▶ REQUIRED WORK
In the records below, change every "photograph" to "image" and write all the lines out again with nothing else altered, leaving out the pictures.

▶ MATERIAL TO PROCESS
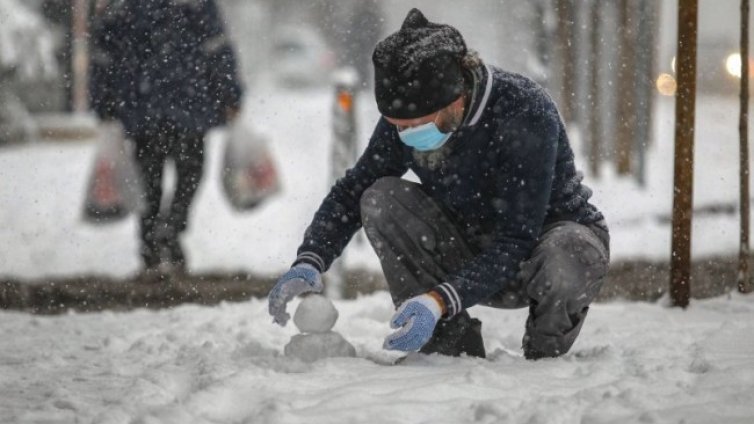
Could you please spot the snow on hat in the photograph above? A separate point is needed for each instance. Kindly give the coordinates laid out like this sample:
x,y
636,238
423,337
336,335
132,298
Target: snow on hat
x,y
417,70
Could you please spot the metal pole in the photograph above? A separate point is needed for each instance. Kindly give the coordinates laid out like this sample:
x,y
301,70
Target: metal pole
x,y
80,56
343,154
683,184
744,282
626,119
595,96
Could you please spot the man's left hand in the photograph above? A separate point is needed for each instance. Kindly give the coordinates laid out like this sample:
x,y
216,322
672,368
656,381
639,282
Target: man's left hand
x,y
231,113
416,320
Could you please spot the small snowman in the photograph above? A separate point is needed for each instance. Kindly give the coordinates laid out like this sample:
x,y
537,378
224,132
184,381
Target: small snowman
x,y
315,318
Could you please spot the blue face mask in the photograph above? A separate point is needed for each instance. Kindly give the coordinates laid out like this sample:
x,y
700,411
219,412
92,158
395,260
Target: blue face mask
x,y
424,137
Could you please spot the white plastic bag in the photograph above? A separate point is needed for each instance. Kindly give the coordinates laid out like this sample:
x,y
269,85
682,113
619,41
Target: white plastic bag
x,y
249,172
114,189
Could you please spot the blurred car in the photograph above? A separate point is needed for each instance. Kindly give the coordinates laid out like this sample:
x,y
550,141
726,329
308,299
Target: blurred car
x,y
301,57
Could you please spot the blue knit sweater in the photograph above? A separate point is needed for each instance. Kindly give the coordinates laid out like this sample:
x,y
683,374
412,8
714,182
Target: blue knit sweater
x,y
508,171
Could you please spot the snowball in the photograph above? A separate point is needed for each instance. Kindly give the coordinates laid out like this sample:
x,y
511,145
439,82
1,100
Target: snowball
x,y
315,314
313,347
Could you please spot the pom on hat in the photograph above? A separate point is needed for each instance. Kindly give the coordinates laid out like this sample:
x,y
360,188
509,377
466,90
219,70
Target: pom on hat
x,y
417,69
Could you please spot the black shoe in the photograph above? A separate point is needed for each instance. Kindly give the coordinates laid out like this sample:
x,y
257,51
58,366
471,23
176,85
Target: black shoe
x,y
458,335
175,256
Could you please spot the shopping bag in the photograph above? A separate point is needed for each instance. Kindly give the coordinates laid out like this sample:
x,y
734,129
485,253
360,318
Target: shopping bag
x,y
249,173
114,188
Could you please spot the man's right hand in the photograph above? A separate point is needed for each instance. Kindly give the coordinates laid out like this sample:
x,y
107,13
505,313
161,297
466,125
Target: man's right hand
x,y
300,279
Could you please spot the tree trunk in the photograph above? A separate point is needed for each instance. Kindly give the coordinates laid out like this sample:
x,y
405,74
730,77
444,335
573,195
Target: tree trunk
x,y
567,53
683,184
626,119
744,282
595,97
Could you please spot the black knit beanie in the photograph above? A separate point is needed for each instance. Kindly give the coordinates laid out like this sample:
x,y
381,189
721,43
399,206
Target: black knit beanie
x,y
417,70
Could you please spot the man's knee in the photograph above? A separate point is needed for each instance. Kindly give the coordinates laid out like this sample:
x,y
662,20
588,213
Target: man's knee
x,y
380,197
569,264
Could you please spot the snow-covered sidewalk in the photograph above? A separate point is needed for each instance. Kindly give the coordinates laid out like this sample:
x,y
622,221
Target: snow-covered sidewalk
x,y
634,362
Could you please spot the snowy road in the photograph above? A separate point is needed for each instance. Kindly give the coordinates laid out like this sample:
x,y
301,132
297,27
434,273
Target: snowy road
x,y
633,363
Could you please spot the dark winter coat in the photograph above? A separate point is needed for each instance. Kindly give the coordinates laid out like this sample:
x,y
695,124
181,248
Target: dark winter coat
x,y
505,174
163,60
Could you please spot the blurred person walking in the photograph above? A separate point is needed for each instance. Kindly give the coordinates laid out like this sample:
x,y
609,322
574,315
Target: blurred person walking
x,y
500,217
167,71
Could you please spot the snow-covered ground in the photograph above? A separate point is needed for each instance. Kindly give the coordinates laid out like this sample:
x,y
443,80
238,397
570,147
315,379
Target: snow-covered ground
x,y
42,191
634,362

▶ EXERCISE OUTPUT
Could you please spot the snow on hat in the image above? A separate point is needed for each instance. Kindly give the coordinates laid out like this sample:
x,y
636,238
423,337
336,335
132,298
Target: snow on hat
x,y
417,70
Could you please spot the metal pole in the image above? A separate point is needed for each instance. Kindly give the coordinates laid out like this sample:
x,y
301,70
Target: metal pole
x,y
80,56
343,154
683,184
744,282
626,119
595,96
Could you please spot the man's left hand in the image above? A separate point is needed for each instance. Kindly give the coordinates laid out like this sample:
x,y
216,322
672,368
656,381
639,282
Target: man's left hand
x,y
231,113
416,320
Could you please spot the small snowman in the image above? A separate point is needed for each instance. Kindly give the coordinates laid out like this sample:
x,y
537,378
224,132
184,381
Target: small snowman
x,y
315,318
Could you please spot the blue face mask in the image above? A separate point is needed for each instance. Kindly give the coordinates laid out like this sample:
x,y
700,411
219,412
92,158
395,260
Target: blue face mask
x,y
424,137
Could you please spot the white plastic bag in the image above? A separate point is needed for each instance. Kindly give the coordinates laid out like this sample:
x,y
269,85
682,113
619,41
Target: white plastic bag
x,y
249,172
114,189
Could you please spot the blurred car in the image above? A separate point is needed for each instance. Kindly give the coordinates laid out like this sample:
x,y
550,141
726,329
308,299
Target: blurred car
x,y
301,57
Could you please spot the blue knit sweater in the image above? A separate point is needed for each instance. Kindly give the coordinates laid out like this sample:
x,y
683,374
412,8
714,182
Target: blue knit sweater
x,y
508,171
Could you please spot the snowball in the image above? A separate point is needed for each instance. Kindly give the coordinates laid out like this sample:
x,y
511,145
439,82
1,100
Target: snowball
x,y
315,314
313,347
Could you please spot the pom on hat in the image above? A separate point is needed for each instance. Kindly give the coordinates laid out like this sample:
x,y
360,188
509,377
466,90
219,70
Target: pom on hat
x,y
417,69
Could you please spot the black shoe in the image above? A separate point is needed for each instance. Kindly give the coordinates laid out like this sample:
x,y
257,51
58,366
471,23
176,85
Target: black shoe
x,y
458,335
175,256
Could you please spot the shopping bag in the image above? A separate point is needed for each instance. Kindly give the coordinates laid out like this sample:
x,y
734,129
485,253
360,318
Target: shopping bag
x,y
249,173
114,188
Could you please spot the man's right hand in the image above? A separate point is needed for each instance. Kindly give the coordinates laid out like this sample:
x,y
107,13
505,313
161,297
466,125
Target: man's right hand
x,y
300,279
Could you please spot the tree trunk in the image above? A separate point is needed for each instance. Kindly give the coordinates laid out like this sample:
x,y
405,74
730,77
444,335
573,195
Target: tree trunk
x,y
567,53
683,184
626,119
744,282
595,97
Could you please spot the black knit beanie in the image above? A separate point is needed for each instance. Kindly give the coordinates laid out like this sample:
x,y
381,189
721,43
399,206
Target: black knit beanie
x,y
417,70
Could you please spot the man's knee in the image above? A separate point is needed for each instance. Kindly give the coordinates laid out like this sample:
x,y
662,20
588,213
Target: man's knee
x,y
380,197
569,264
Could you please spot the snow-covered sidewalk in the image above? A separate point is needed for each instance. Kindly give the coordinates laid out like this sample:
x,y
622,221
Target: snow-covered sidewalk
x,y
634,362
Could you please spot the snowy road in the image above? A separate point is needed for each instance. Kindly give the coordinates laid out like this sample:
x,y
301,132
297,27
434,273
Target: snowy road
x,y
633,363
Could you please spot the dark winter coat in the image above? A separate point is needed for each instance. Kindly give the coordinates laid out like this sample:
x,y
695,124
181,248
Target: dark winter coat
x,y
505,174
163,60
Could you please spot the blurred person walking in the image above? A separate point is needed for each instance. Kindly give the coordinates laid out like this sample:
x,y
609,322
574,315
Target: blurred person walking
x,y
500,217
167,71
Could you please spot the snow-covered ground in the image above? A separate point is needed for each instance. Kindly give the coordinates laid out like this sample:
x,y
443,80
238,397
570,147
315,379
Target: snow-covered ground
x,y
42,191
634,362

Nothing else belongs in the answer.